**WHAT TO DO**
Where the string "green" occurs in the material below, report the whole line.

━━━━━ DATASET ━━━━━

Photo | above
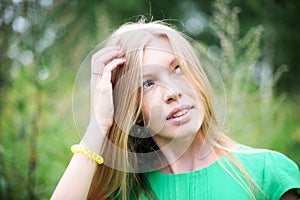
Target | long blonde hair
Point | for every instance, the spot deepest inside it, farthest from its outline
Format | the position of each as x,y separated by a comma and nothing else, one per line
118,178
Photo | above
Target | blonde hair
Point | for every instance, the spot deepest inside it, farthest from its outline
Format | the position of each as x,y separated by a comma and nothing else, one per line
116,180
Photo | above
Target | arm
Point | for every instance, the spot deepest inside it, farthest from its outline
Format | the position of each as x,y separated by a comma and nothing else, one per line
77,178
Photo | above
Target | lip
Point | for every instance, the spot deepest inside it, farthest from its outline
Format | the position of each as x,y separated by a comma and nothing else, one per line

━━━━━
━━━━━ DATASET ━━━━━

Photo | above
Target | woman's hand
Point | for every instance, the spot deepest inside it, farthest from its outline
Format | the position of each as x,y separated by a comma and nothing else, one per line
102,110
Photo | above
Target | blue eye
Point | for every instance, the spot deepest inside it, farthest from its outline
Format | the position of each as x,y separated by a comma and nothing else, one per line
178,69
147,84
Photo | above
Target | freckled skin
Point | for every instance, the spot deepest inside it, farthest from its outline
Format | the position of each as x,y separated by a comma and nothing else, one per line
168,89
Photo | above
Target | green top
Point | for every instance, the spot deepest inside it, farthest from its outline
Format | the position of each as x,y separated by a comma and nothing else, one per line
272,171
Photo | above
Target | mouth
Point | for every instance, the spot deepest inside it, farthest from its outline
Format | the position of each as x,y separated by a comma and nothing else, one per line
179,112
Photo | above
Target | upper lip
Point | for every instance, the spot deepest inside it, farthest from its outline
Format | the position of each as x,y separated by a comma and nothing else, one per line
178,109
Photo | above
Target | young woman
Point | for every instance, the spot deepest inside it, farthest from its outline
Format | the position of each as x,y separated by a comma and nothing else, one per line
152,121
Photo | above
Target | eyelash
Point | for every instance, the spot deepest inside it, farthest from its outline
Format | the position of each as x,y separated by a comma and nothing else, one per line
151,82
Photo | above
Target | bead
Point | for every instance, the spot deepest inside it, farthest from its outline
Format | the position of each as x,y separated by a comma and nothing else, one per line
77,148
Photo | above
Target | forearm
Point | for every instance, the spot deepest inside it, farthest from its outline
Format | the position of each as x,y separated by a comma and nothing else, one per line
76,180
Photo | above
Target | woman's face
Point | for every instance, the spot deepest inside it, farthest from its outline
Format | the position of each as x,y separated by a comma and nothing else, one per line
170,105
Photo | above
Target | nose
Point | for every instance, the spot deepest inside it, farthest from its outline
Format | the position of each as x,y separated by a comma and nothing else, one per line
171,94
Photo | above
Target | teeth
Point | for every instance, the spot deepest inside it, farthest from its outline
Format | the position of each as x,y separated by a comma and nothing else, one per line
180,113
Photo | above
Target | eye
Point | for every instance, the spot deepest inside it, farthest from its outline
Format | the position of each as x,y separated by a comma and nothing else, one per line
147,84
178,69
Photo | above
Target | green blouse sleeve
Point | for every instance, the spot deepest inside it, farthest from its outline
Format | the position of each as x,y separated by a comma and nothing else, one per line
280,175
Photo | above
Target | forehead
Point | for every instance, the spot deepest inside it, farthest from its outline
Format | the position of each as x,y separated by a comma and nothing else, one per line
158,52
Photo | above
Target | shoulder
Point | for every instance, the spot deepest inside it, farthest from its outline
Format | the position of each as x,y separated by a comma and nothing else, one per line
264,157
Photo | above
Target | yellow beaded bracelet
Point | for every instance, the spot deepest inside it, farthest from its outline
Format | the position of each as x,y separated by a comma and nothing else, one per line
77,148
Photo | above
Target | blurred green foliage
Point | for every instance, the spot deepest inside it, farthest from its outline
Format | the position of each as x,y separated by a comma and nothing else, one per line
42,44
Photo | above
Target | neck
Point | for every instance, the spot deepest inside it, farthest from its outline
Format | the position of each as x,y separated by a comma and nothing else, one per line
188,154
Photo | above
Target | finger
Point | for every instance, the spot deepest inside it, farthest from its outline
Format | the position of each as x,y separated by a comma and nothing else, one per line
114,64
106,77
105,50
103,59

━━━━━

**TASK RESULT**
Target | green top
Target | green blouse sleeve
Target | blurred green foliage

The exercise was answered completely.